- [GIVEN TEXT]:
++++++++++++++++++++

American politics are in a trough.  The Trump administration has passed the one-year mark while midterm elections are still nine months off.  So there’s nothing for Congress and the press to do for the moment other than snipe, complain, and engage in intricate maneuvers on Capitol Hill.  The result is a steady state of boring, low-level hysteria.  Typically, Trump will do, say, or tweet something that rouses liberals to a fury.  They’ll then scream and shout that they can’t stand it anymore before going back to sleep for a day or two until the next outrage occurs.  Tweet, scream, repeat.  It’s a mindless cycle that promises to go absolutely nowhere.

Indeed, Trump sometimes doesn’t have to do anything at all to get the ball rolling.  An example occurred Tuesday when Director of National Intelligence Dan Coats, FBI Christopher Wray, CIA Director Mike Pompeo, and other intelligence heavyweights appeared before the Senate Intelligence Committee to testify about Russian cyber meddling.  Vice Chairman Mark Warner, a Democratic tech magnate from Virginia, led the charge:

“What we’re seeing is a continuous assault by Russia to target and undermine our democratic institutions.  And they’re going to keep coming at us.  Despite all this, the president inconveniently continues to deny the threat posed by Russia.  He didn’t increase sanctions on Russia when he had a chance to do so.  He hasn’t even tweeted a single concern.  This threat I believe demands a whole of government response and that response needs to start with leadership at the top.”

Next up was Coats: “Frankly, the United States is under attack….  While Russia, China, Iran, and North Korea pose the greatest cyber threats, other nation states, terrorist organizations, transnational criminal organizations, and ever more technically capable groups and individuals use cyber operations to achieve strategic and malign objectives.  Some of these actors, including Russia, are likely to pursue even more aggressive cyber attacks with the intent of degrading our democratic values and weakening our alliances.  Persistent and disruptive cyber operations will continue against the United States and our European allies using elections as opportunities to undermine democracy, sow discord, and undermine our values.”

And so on for more than two hours.  No evidence was offered, no facts presented, merely faith-based assertions that the Kremlin is “engaged in a coordinated attack to undermine our democracy,” as Warner put it, and that something must therefore be done.

But notice that it wasn’t anything Trump said or did that set Warner off, but what he didn’t, i.e. the fact that he didn’t tweet, didn’t impose sanctions, and didn’t display that the requisite remorse that he’s in the Oval Office and Saint Hillary isn’t.  For Warner, this amounts to a failure of “leadership at the top.”  Warner, whose presidential ambitions are well known, seemed saddened by it all.  The New York Times seemed concerned.  As it worriedly noted in the next day’s news story:

“The warnings were striking in their contrast to President Trump’s public comments.  He has mocked the very notion of Russian meddling in the last election and lashed out at those who suggested otherwise.”

++++++++++++++++++++

- [GIVEN MATERIAL]:
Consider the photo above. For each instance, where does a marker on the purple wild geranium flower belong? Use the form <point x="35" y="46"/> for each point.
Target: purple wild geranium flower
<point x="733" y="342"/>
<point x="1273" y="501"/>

++++++++++++++++++++

- [OBJECTIVES]:
**1.** Name every country that Coats lists in the piece on Russian cyber meddling as posing the greatest cyber threats.
**2.** In the piece on Russian cyber meddling, how long did the Senate Intelligence Committee testimony go on?
**3.** Please write out the passage of the piece on Russian cyber meddling starting with "American politics are" and going on through "go absolutely nowhere.".

- [EXPECTED RESULTS]:
**1.** Russia, China, Iran, and North Korea

**2.** More than two hours.

**3.**
American politics are in a trough.  The Trump administration has passed the one-year mark while midterm elections are still nine months off.  So there’s nothing for Congress and the press to do for the moment other than snipe, complain, and engage in intricate maneuvers on Capitol Hill.  The result is a steady state of boring, low-level hysteria.  Typically, Trump will do, say, or tweet something that rouses liberals to a fury.  They’ll then scream and shout that they can’t stand it anymore before going back to sleep for a day or two until the next outrage occurs.  Tweet, scream, repeat.  It’s a mindless cycle that promises to go absolutely nowhere.